(CHALLENGE)
Reproduce the records verbatim from their first line through the line containing "pixel 693 428", with both ends included.

....................

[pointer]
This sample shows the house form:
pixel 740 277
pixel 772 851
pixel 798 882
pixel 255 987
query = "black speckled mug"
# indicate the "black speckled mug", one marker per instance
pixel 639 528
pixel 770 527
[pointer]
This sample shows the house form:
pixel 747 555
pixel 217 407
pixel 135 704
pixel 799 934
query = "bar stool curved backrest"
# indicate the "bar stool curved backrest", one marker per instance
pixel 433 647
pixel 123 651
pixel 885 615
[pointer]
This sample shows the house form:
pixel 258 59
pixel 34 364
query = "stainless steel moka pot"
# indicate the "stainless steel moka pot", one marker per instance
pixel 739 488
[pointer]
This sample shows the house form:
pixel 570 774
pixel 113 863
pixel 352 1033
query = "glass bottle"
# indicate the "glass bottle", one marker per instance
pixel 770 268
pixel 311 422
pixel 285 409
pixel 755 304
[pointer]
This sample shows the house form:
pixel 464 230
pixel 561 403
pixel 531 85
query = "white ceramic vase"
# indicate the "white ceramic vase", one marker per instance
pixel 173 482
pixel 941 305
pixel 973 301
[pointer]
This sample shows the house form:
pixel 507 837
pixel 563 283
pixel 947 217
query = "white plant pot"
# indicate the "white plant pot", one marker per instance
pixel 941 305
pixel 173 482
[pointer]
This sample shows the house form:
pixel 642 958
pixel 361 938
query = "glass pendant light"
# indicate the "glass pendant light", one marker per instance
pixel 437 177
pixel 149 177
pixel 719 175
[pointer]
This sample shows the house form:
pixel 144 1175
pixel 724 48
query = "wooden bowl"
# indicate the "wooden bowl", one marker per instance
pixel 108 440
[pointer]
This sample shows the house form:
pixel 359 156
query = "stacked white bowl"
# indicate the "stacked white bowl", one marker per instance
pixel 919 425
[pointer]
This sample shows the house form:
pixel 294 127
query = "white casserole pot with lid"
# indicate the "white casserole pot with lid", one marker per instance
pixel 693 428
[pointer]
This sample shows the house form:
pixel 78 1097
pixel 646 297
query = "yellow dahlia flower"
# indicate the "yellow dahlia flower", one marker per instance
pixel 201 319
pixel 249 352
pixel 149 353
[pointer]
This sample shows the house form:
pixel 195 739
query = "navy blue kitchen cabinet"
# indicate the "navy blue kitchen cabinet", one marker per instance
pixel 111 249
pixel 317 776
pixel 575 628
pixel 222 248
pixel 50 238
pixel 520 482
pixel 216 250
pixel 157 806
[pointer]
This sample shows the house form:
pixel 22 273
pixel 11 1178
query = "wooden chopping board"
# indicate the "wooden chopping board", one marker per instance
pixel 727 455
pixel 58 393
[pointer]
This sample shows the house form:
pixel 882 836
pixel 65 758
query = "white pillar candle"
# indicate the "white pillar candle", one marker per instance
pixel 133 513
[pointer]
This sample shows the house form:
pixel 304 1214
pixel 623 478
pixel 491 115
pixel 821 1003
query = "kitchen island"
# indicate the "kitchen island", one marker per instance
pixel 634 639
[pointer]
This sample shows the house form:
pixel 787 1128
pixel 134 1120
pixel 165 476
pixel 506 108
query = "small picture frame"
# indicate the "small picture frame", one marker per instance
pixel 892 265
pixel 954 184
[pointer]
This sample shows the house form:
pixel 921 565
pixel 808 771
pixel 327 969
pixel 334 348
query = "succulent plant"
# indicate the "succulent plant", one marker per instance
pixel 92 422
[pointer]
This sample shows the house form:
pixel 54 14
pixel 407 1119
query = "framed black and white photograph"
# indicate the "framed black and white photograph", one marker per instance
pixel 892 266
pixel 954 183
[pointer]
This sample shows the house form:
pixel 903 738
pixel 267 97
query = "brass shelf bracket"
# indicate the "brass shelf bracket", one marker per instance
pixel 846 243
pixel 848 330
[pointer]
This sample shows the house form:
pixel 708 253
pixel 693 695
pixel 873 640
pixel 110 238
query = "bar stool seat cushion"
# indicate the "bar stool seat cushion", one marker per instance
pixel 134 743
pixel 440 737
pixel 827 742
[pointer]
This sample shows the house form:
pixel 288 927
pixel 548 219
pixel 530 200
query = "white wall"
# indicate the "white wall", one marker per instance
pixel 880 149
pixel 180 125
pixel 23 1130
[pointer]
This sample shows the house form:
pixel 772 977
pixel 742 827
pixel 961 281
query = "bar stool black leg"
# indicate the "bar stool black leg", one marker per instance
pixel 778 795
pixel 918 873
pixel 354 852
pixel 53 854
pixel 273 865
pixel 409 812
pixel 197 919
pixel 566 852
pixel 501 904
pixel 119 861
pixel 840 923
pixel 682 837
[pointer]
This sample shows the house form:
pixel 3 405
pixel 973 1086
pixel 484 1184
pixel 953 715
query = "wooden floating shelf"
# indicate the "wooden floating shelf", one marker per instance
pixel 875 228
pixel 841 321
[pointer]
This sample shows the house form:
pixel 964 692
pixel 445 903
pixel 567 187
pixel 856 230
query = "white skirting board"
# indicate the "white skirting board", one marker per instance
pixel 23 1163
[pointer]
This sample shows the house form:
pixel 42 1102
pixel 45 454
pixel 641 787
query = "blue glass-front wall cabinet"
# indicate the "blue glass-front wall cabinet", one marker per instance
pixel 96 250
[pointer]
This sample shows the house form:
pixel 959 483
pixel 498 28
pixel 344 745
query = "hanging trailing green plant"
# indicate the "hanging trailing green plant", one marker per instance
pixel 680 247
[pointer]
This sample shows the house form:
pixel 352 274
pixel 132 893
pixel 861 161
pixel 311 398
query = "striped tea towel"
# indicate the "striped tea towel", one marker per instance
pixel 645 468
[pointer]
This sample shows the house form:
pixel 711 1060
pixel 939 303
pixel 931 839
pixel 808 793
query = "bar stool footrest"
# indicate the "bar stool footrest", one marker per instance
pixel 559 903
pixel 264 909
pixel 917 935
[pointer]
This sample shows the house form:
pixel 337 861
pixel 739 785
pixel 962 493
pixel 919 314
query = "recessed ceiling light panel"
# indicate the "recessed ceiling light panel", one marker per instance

....................

(THE RESULT)
[pointer]
This sample shows the house form:
pixel 740 277
pixel 772 851
pixel 798 882
pixel 255 987
query = "black speckled mug"
# indicate the "black speckled mug", one marker per instance
pixel 639 528
pixel 770 527
[pointer]
This sample shows the house form:
pixel 747 555
pixel 217 407
pixel 135 704
pixel 799 934
query = "bar stool curved backrest"
# indicate the "bar stool curved backrest", one marker per instance
pixel 433 647
pixel 123 651
pixel 885 615
[pointer]
This sample shows the house form:
pixel 258 59
pixel 34 364
query = "stainless steel moka pot"
# indicate the "stainless steel moka pot", one marker per instance
pixel 739 488
[pointer]
This sample shows the house form:
pixel 570 774
pixel 113 863
pixel 352 1033
query = "glass bottle"
# indicate the "glass bottle", one marker per instance
pixel 770 268
pixel 311 422
pixel 285 409
pixel 755 304
[pointer]
This sample shows the house form:
pixel 464 230
pixel 561 403
pixel 531 85
query = "white ceramic vase"
# indicate the "white ceramic vase", one marker per instance
pixel 173 482
pixel 941 305
pixel 973 301
[pointer]
This sample shows the house form:
pixel 507 837
pixel 563 283
pixel 947 217
query = "white plant pot"
# indicate the "white plant pot", one marker per instance
pixel 941 305
pixel 173 482
[pointer]
This sample shows the house form:
pixel 642 958
pixel 361 938
query = "glass pendant light"
# indicate the "glass pendant light", one marker per instance
pixel 437 177
pixel 149 177
pixel 719 175
[pointer]
This sample shows the house form:
pixel 144 1175
pixel 724 48
query = "wooden bowl"
# indicate the "wooden bowl", one marker per instance
pixel 108 440
[pointer]
This sample shows the house form:
pixel 359 156
query = "stacked white bowl"
# indicate the "stacked white bowl", one marker per instance
pixel 919 425
[pointer]
This sample shows the house form:
pixel 294 127
query = "white casserole pot with lid"
# indicate the "white casserole pot with lid", one marker per instance
pixel 693 428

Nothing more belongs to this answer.